> [Selected excerpt]

- - - -

SIR JOHN SINCLAIR.
Sir John Sinclair, an eminent British surgeon, says, "I have wandered a good deal about the world, my health has been tried in all ways, and, by the aid of temperance and hard work, I have worn out two armies in two wars, and probably could wear out another before my period of old age arrives. I eat no animal food, drink no wine or malt liquor, or spirits of any kind; I wear no flannel; and neither regard wind nor rain, heat nor cold, when business is in the way."
DR. JAMES, OF WISCONSIN.
Dr. James, of Wisconsin, but formerly of Albany, and editor of a temperance paper in that city, one of the most sensible, intelligent, and refined of men, and one of the first in his profession, is a vegetable eater, and a man of great simplicity in all his physical, intellectual, and moral habits. I do not know that his views have ever been presented to the public, but I state them with much confidence, from a source in which I place the most implicit reliance.
DR. CRANSTOUN.
Dr. Cranstoun, a worthy medical gentleman in England, became subject, by some means or other, to a chronic dysentery, on which he exhausted, as it were, the whole materia medica, in vain. At length, after suffering greatly for four or five years, he was completely cured by a milk and vegetable diet. The following is his own brief account of his cure, in a letter to Dr. Cheyne:
"I resolutely, as soon as capable of a diet, held myself close to your rules of bland vegetable food and elementary drink, and, without any other medicine, save frequent chewing of rhubarb and a little bark, I passed last winter and this summer without a relapse of the dysentery; and, though by a very slow advance, I find now more restitution of the body and regularity in the economy, on this primitive aliment, than ever I knew from the beginning of this trouble. This encourages much my perseverance in the same method, and that so religiously, as, to my knowledge, now for more than a year and a half I have not tasted of any thing that had animal life. There is plenty in the vegetable kingdom."
DR. TAYLOR, OF ENGLAND.

- - - -

> [Your tasks]
1. According to the passage on vegetable diet, why does Dr. Cranstoun say he is encouraged to keep to his diet? Answer in one to three sentences.
2. Carry the passage on vegetable diet forward from its last line.
The records have no connection to the passage on vegetable diet.

- - - -

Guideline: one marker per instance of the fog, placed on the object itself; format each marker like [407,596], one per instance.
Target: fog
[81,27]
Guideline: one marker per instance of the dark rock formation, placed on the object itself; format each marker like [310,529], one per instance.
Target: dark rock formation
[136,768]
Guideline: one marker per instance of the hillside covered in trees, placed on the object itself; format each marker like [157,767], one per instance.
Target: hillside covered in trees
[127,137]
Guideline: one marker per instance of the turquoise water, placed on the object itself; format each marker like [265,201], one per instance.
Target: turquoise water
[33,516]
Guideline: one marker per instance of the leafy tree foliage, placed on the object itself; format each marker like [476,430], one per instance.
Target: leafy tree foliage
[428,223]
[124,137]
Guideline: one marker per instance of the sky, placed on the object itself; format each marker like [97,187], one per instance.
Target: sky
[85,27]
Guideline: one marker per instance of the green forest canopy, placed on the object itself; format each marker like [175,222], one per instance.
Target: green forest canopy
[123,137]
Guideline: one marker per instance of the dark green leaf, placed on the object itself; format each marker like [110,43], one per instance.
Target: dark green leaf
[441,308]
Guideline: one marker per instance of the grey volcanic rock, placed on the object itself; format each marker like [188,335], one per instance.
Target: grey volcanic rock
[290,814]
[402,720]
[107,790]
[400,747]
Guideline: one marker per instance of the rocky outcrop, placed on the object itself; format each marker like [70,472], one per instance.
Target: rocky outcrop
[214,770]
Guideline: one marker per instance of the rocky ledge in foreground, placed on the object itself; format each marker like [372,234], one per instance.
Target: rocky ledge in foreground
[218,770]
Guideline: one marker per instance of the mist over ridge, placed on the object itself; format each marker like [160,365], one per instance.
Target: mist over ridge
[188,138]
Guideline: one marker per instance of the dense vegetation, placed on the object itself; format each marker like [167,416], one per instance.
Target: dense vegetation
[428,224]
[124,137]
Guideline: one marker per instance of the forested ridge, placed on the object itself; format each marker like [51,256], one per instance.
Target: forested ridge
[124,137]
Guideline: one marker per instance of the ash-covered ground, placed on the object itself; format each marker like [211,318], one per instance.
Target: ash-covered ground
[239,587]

- - - -

> [List of answers]
1. Dr. Cranstoun is encouraged because he passed a winter and a summer on the diet without a relapse of the dysentery. He also finds more restitution of the body and regularity in the economy than he had known since the trouble began.

2.
This gentleman, who had studied the works of Dr. Sydenham, and was therefore rather favorably inclined toward a milk and vegetable diet, became at last subject to epileptic fits. Not being willing, however, to give up his high living and his strong drinks, he tried the effects of medicine, and even consulted all the most eminent of his brethren of the medical profession in and about London; but all to no purpose, and the fits continued to recur. He used frequently to be attacked with them while riding along the road, in pursuance of the business of his profession. In these cases he would fall from his horse, and often remain senseless till some passenger or wagon came along and carried him to the nearest house. At length his danger, not only from accidents, but from the frequency and violence of the attacks, became so imminent that he was obliged to follow the advice of his master, Sydenham. He first laid aside the use of all fermented and distilled liquors; then, finding his fits became less frequent and violent, he gave up all flesh meat, and confined himself entirely to cows' milk.
In pursuance of this plan, in a year or two the epilepsy entirely left him. "And now," says Dr. Cheyne, from whom I take the account, "for seventeen years he has enjoyed as good health as human nature is capable of, except that once, in a damp air and foggy weather in riding through Essex, he was seized with an ague, which he got over by chewing the bark." He assured Dr. C. that at this time—and he was considerably advanced in life—he could play six hours at cricket without fatigue or distress, and was more active and clear in his faculties than ever he had been before in his whole life. He also said he had cured a great many persons, by means of the same diet, of inveterate distempers.